The exercise >> Output each line of the records below as a JSON list of strings, one string per line, with blank lines left out.

Dataset excerpts on pointing at objects
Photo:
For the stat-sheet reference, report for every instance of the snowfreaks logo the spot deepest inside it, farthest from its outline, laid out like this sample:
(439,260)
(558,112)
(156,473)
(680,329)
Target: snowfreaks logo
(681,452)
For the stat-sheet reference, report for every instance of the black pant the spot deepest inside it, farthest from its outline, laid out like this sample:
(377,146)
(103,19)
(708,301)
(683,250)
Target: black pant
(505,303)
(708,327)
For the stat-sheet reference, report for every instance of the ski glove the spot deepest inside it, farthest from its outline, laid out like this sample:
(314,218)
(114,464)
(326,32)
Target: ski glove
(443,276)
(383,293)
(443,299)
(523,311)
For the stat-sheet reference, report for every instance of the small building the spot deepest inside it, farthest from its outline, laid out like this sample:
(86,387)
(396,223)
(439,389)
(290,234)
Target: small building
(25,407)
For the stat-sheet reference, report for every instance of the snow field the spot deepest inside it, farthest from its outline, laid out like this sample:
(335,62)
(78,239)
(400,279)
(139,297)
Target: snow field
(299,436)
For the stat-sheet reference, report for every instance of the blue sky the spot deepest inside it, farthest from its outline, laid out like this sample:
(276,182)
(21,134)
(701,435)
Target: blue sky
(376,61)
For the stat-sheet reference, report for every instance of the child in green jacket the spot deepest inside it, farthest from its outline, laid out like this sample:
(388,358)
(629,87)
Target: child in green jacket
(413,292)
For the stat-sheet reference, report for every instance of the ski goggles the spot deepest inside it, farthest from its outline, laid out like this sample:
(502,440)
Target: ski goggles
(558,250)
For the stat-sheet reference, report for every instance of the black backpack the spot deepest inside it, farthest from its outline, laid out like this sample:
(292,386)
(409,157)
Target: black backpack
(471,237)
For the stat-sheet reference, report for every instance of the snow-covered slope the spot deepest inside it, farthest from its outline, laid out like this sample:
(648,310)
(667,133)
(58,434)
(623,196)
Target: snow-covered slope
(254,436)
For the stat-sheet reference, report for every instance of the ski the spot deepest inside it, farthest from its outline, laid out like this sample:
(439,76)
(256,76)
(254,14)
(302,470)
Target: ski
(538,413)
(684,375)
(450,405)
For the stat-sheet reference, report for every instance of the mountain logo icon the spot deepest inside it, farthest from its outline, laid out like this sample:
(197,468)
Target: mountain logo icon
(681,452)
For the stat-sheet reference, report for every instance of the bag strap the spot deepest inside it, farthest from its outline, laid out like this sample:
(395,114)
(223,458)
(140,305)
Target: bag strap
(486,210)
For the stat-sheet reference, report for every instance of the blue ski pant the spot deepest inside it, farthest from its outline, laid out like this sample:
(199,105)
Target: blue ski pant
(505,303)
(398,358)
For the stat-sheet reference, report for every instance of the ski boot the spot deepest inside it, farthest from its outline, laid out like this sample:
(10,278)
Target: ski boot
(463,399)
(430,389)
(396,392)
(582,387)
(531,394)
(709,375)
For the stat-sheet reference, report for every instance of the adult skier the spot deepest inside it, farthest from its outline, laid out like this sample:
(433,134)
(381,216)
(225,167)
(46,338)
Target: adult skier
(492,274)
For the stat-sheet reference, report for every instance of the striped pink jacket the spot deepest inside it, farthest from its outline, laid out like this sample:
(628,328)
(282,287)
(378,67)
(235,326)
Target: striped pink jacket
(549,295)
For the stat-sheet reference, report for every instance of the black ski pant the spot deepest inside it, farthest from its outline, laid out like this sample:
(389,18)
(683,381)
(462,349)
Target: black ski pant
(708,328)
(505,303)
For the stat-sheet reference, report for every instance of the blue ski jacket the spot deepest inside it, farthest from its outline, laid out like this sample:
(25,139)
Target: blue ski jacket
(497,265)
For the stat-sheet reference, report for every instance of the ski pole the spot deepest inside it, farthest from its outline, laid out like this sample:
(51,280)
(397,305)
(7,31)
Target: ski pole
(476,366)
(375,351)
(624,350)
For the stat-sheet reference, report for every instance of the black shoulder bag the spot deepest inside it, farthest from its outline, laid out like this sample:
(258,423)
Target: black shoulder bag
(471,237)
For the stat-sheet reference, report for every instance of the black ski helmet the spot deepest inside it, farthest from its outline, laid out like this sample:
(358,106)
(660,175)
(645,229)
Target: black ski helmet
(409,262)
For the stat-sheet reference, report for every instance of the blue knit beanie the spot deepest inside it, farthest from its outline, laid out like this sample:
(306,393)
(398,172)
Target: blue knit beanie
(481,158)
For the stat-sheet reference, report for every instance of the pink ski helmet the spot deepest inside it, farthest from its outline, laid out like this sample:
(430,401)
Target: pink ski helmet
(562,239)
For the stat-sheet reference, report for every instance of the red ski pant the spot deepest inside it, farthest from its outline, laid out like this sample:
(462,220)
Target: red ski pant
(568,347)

Finished exercise >>
[
  "Photo:",
  "For the stat-sheet reference, report for every instance of the snowfreaks logo the spot deepest inside it, farthest from its outline, laid out like this sample:",
  "(439,260)",
  "(558,112)",
  "(156,473)",
  "(680,329)",
  "Target: snowfreaks logo",
  "(681,452)",
  "For the stat-sheet reference, report for every instance of the black pant the spot deepest inside it, farthest from its outline, laid out like this sample:",
  "(377,146)",
  "(103,19)",
  "(708,301)",
  "(683,250)",
  "Target: black pant",
  "(505,303)",
  "(708,327)",
  "For the stat-sheet reference, report for every instance of the ski glove the spot deepest inside it, farthest from its outline, laid out like this sample:",
  "(314,218)",
  "(114,464)",
  "(326,32)",
  "Target: ski glove",
  "(443,276)",
  "(383,293)",
  "(443,299)",
  "(523,311)",
  "For the stat-sheet reference, report for every instance of the small building the spot deepest inside it, farthest from its outline, laid out like this sample:",
  "(86,387)",
  "(396,223)",
  "(439,389)",
  "(290,234)",
  "Target: small building",
  "(25,407)",
  "For the stat-sheet reference, report for every instance of the snow field the spot deepest inside it, farthest from its outline, laid out like this sample:",
  "(335,62)",
  "(78,239)",
  "(400,279)",
  "(139,297)",
  "Target: snow field",
  "(299,436)",
  "For the stat-sheet reference, report for every instance of the blue sky the spot deepest inside it, farthest from its outline, laid out like this sample:",
  "(276,182)",
  "(21,134)",
  "(701,435)",
  "Target: blue sky",
  "(376,61)",
  "For the stat-sheet reference, report for every instance of the child in green jacket the spot deepest inside it, farthest from its outline, laid out like this sample:",
  "(388,358)",
  "(629,87)",
  "Target: child in green jacket",
  "(413,292)",
  "For the stat-sheet reference, report for every instance of the ski goggles the spot deepest inside it, farthest from its outline, laid out like this sample:",
  "(502,440)",
  "Target: ski goggles",
  "(558,250)",
  "For the stat-sheet reference, report for every instance of the black backpack the spot deepest inside it, farthest from its outline, laid out like this sample:",
  "(292,386)",
  "(409,157)",
  "Target: black backpack",
  "(471,237)",
  "For the stat-sheet reference, report for every instance of the snow-covered slope the spot deepest inside it, farthest from its outline, laid out like this sample:",
  "(648,310)",
  "(667,133)",
  "(58,434)",
  "(623,196)",
  "Target: snow-covered slope",
  "(254,436)",
  "For the stat-sheet reference, report for every instance of the ski the spot deepest inside it, farthest from its outline, laid out like this sample:",
  "(439,76)",
  "(256,76)",
  "(254,14)",
  "(302,470)",
  "Target: ski",
  "(538,413)",
  "(684,375)",
  "(450,405)",
  "For the stat-sheet reference, report for every instance of the mountain logo icon the spot deepest inside it, farthest from its outline, laid out like this sample:",
  "(197,468)",
  "Target: mountain logo icon",
  "(681,452)",
  "For the stat-sheet reference, report for every instance of the bag strap the spot deepest inside it, farthest from its outline, laid out like this sample:",
  "(395,114)",
  "(223,458)",
  "(140,305)",
  "Target: bag strap",
  "(486,210)",
  "For the stat-sheet reference, report for every instance of the blue ski pant the spot deepest inside it, farthest from its outline, laid out like this sample:",
  "(199,105)",
  "Target: blue ski pant",
  "(505,303)",
  "(398,358)",
  "For the stat-sheet reference, report for every instance of the ski boot the spot deepest inside it, farthest from its outline, laid out like this sample:",
  "(10,278)",
  "Target: ski boot",
  "(463,399)",
  "(430,389)",
  "(396,392)",
  "(582,387)",
  "(531,394)",
  "(709,375)",
  "For the stat-sheet reference, report for every instance of the adult skier the spot deepest inside it, farthest from its outline, laid out like this sample:",
  "(433,134)",
  "(381,216)",
  "(225,167)",
  "(46,338)",
  "Target: adult skier",
  "(492,274)",
  "For the stat-sheet reference, report for every instance of the striped pink jacket the spot deepest inside it, farthest from its outline, laid out like this sample:",
  "(628,328)",
  "(282,287)",
  "(378,67)",
  "(235,326)",
  "Target: striped pink jacket",
  "(549,295)",
  "For the stat-sheet reference, report for every instance of the black ski pant the spot deepest inside it, farthest from its outline, laid out like this sample:",
  "(389,18)",
  "(683,381)",
  "(462,349)",
  "Target: black ski pant",
  "(708,328)",
  "(505,303)",
  "For the stat-sheet reference, report for every instance of the blue ski jacket the spot deepest inside it, farthest from its outline, laid out like this sample:",
  "(25,139)",
  "Target: blue ski jacket",
  "(497,265)",
  "For the stat-sheet reference, report for every instance of the ski pole the spot deepest inside it, farthest from its outline, laid out like this sample:",
  "(51,280)",
  "(397,305)",
  "(7,31)",
  "Target: ski pole",
  "(476,366)",
  "(375,351)",
  "(624,350)",
  "For the stat-sheet reference, report for every instance of the black shoulder bag the spot deepest inside it, farthest from its outline, laid out like this sample:",
  "(258,423)",
  "Target: black shoulder bag",
  "(471,237)",
  "For the stat-sheet reference, report for every instance of the black ski helmet the spot deepest inside it, farthest from its outline, laid out like this sample:",
  "(358,106)",
  "(660,175)",
  "(645,229)",
  "Target: black ski helmet",
  "(409,262)",
  "For the stat-sheet reference, report for every instance of the blue knit beanie the spot deepest inside it, farthest from its outline, laid out like this sample:",
  "(306,393)",
  "(398,172)",
  "Target: blue knit beanie",
  "(481,158)",
  "For the stat-sheet reference, report for every instance of the pink ski helmet the spot deepest inside it, farthest from its outline, laid out like this sample:",
  "(430,401)",
  "Target: pink ski helmet",
  "(562,239)",
  "For the stat-sheet reference, report for every instance of the red ski pant the spot deepest inside it, farthest from its outline, laid out like this sample:",
  "(462,220)",
  "Target: red ski pant",
  "(568,347)"
]